Segment Start: SELECTED EXCERPT

The reactions were monitored by thin-layer chromatography (TLC) analysis using silica gel (60 F254) plates. Compounds were visualized by UV irradiation. Flash column chromatography was performed on silica gel 60 (230–400.13 mesh, 0.040–0.063 mm). Melting points (mp (°C)) were taken on samples in open capillary tubes and are uncorrected. The infrared spectra of compounds were recorded on a Thermo Scientific Nicolet iS10 and are given in cm⁻¹. ¹H and ¹³C NMR spectra were recorded on a Bruker DPX 250 MHz (¹³C, 62.9 MHz), Bruker advance II 250.13 MHz (¹³C, 63 MHz), Bruker advance 400.13 MHz (¹³C, 101 MHz), or on a Bruker advance III HD nanobay 400.13 MHz (¹³C, 101 MHz). Chemical shifts are given in parts per million from tetramethylsilane (TMS) as internal standard. Coupling constants (J) are reported in hertz (Hz). High-resolution mass spectra (HRMS) were performed on a Maxis Bruker 4G. The information is contained within Supplementary Material.

3.1.2. General Groebke–Blackburn–Bienaymé MCR Procedure for the Synthesis of (S1, S2 and S3)

To a solution of amine (1.06 mmol, 1 equiv) in 1 mL dichloromethane, 2- cyanobenzaldehyde (1.16 mmol, 1.1 equiv) and perchloric acid (2–3 drops, 70% in water) were added and left at room temperature for 1 h, then isonitrile (1.16 mmol, 1.1 equiv) was introduced. After completion of the reaction (controlled by TLC), the mixture was concentrated under reduced pressure and the crude material was purified by flash chromatography on silica gel to provide the expected product.

3.1.3. General N-Deprotection-cyclization Procedure

Compounds 1a–1j, 3a and 4a, 4b were prepared by following the N-deprotection-cyclization procedure, to a solution of S1, S2 or S3 (0.49 mmol, 1 equiv.) in dichloromethane (5 mL), TFA (5mL) was added. After completion of the reaction (controlled by TLC), the mixture was concentrated and the residue was dissolved in water. The pH solution was adjusted at 8 and the resulting precipitate was collected by filtration, washed with water and dried. The crude product was purified by crystallization with Et₂O.

3.1.4. Buchwald–Hartwig Cross-Coupling Procedure

Compounds 2a–2j and 3b were prepared by following the Buchwald–Hartwig cross-coupling procedure [29]. Under argon atmosphere, Pd(OAc)₂ (2 mg, 0.0085 mmol, 0.02 equiv.), Xantphos (4,5-bis(diphenylphosphino)-9,9-dimethylxanthene) (5 mg, 0.0085 mmol, 0.02 equiv.) were introduced in a round-bottomed flask and diluted in dry toluene (1 mL) and left at room temperature for 1 h. Meanwhile, in a two-necked round-bottomed flask, aryl halide (0.426 mmol, 1.00 equiv.), 1(a–i) or 3a (100 mg, 0.426 mmol, 1.00 equiv.) and Cs₂CO₃ (558 mg, 1.70 mmol, 4.00 equiv.) were introduced in dry toluene (5 mL). To this suspension, the previously pre-formed Pd-catalyst was added. The resulting mixture was flushed with argon and heated at 120 °C. After completion of the reaction (controlled by TLC), toluene was removed under reduced pressure, water (10 mL) was added and the resulting aqueous phase was extracted with ethyl acetate. The combined organic layer was dried over magnesium sulfate and concentrated under reduced pressure. The crude product was purified by flash chromatography on silica gel.

Segment End: SELECTED EXCERPT
Segment Start: INFORMATION SUPPLIED

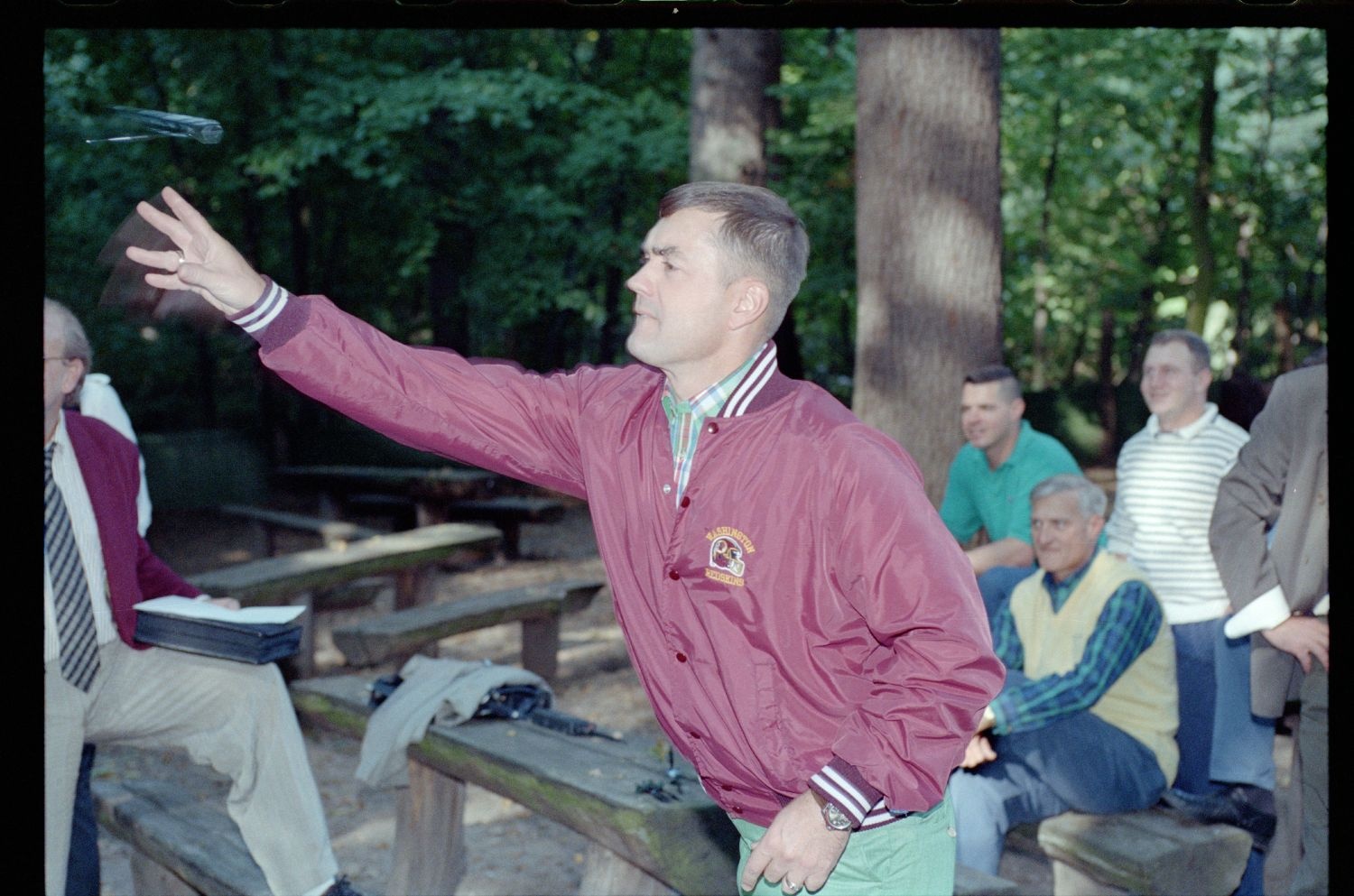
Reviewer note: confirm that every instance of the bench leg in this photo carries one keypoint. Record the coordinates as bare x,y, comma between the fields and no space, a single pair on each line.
430,836
607,874
152,879
1071,882
541,646
512,539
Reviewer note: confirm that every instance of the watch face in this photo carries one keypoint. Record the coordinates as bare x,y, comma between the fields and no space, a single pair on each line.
836,817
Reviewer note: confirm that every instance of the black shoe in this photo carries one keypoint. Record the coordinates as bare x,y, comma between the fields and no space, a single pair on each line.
341,887
1246,807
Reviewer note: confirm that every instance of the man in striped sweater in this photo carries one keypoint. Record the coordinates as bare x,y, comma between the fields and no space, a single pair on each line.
1167,478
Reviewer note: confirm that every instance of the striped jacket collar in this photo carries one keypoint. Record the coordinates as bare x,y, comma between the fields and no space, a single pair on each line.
760,386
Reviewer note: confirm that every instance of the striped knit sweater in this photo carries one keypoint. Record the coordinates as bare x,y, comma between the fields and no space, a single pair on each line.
1164,503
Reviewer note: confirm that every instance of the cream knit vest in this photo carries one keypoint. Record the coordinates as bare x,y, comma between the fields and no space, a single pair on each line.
1143,700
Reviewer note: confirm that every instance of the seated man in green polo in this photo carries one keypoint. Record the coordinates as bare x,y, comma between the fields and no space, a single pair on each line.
991,476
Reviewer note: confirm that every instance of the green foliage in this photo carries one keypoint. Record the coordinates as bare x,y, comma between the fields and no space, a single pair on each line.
487,189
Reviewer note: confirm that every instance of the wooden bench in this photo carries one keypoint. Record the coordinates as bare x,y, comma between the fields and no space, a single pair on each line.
1151,853
508,513
395,636
639,846
297,578
330,531
181,841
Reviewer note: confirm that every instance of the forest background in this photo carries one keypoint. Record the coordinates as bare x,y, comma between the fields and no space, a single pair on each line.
487,189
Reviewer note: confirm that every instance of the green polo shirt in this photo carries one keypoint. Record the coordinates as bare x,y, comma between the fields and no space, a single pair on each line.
998,500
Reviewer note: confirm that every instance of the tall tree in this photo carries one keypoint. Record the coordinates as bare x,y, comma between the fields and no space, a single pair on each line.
928,229
733,72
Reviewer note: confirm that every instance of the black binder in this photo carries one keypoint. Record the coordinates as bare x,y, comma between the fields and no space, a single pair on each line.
244,642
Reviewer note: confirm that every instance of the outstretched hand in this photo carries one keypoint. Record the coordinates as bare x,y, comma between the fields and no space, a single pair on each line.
203,263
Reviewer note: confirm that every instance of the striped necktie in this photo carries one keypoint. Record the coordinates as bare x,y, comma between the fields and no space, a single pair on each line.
75,614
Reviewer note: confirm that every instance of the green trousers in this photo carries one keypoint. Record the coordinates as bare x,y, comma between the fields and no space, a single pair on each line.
910,857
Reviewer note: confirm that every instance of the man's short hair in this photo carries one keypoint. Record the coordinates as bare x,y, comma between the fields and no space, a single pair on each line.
760,236
1200,355
73,343
996,374
1090,497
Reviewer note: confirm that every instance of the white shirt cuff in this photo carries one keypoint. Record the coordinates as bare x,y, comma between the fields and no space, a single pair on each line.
1265,612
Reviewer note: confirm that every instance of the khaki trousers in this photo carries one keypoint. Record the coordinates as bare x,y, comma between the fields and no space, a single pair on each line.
236,717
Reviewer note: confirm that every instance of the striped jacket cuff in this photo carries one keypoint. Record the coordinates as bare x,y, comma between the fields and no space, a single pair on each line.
257,317
842,785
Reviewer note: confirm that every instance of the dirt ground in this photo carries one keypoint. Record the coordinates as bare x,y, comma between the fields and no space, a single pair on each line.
512,852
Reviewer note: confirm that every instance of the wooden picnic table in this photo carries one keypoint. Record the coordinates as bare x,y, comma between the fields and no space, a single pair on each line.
428,487
297,578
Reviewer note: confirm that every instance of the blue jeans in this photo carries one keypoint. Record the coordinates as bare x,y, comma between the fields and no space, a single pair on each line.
997,584
83,863
1219,738
1075,763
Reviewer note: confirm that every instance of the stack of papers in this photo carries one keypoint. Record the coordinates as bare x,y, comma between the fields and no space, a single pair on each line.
251,635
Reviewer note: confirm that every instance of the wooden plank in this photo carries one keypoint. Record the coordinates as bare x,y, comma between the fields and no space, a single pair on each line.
181,833
1147,853
328,530
590,787
276,578
587,784
508,508
376,641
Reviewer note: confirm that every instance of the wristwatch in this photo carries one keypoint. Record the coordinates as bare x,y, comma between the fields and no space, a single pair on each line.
834,817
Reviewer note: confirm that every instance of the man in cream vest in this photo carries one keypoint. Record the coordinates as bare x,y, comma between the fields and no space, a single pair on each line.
1088,716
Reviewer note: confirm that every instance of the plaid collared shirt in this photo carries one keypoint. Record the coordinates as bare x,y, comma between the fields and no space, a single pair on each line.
1126,628
726,398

Segment End: INFORMATION SUPPLIED

■ **THINGS TO DO**:
- A) List every NMR spectrometer named in the synthesis methods text.
- B) In the synthesis methods text, to what temperature was the Buchwald–Hartwig reaction mixture heated?
- C) Please extend the synthesis methods text past its final sentence.
The records were taken from a different source than the text.

■ **RESULTS BY TASK**:
- A) Bruker DPX 250 MHz; Bruker advance II 250.13 MHz; Bruker advance 400.13 MHz; Bruker advance III HD nanobay 400.13 MHz

- B) 120 °C

- C)
3.2. Biological Methods

3.2.1. Cell Culture and Treatments

The human neuroblastoma cell line (SH-SY5Y) used in this study was purchased from the American Type Culture Collection (ATCC, Catalog #CRL-2266, Manassas, VA, USA). Cells were suspended in complete Dulbecco’s modified Eagle Medium (DMEM) (Life Technologies, Gibco BRL, Grand Island, NY, USA) supplemented with 10% fetal bovine serum (FBS, Hyclone, ATCC, Manassas, VA, USA), 1% penicillin and streptomycin (100 U/mL, Invitrogen, Fisher Scientific, Illkirch, France) and plated in cell culture dishes. The cultures were maintained at 37 °C in 5% CO₂ 95% humidified atmosphere. After reaching 85% confluence, cells were transferred to 96-well plates or culture dishes. For WST-1 experiments, cells were seeded into 96-well cell culture plates at a density of 2 × 10³ cells per well and allowed to adhere for 24 h. The culture medium was then replaced with fresh medium containing compounds (100, 10, 1, 0.1 µM) and incubated in a 5% CO₂ incubator.

For protein analysis, cells were seeded into 6-well cell culture plates at a density of 0.5 × 10⁶ cells/well and allowed to adhere to the surface for 24 h. The stock solutions of the test compounds (5 mM) were prepared in sterile DMSO and these stocks were then appropriately diluted with the complete culture medium and DMSO levels were maintained below 1% in the test concentrations.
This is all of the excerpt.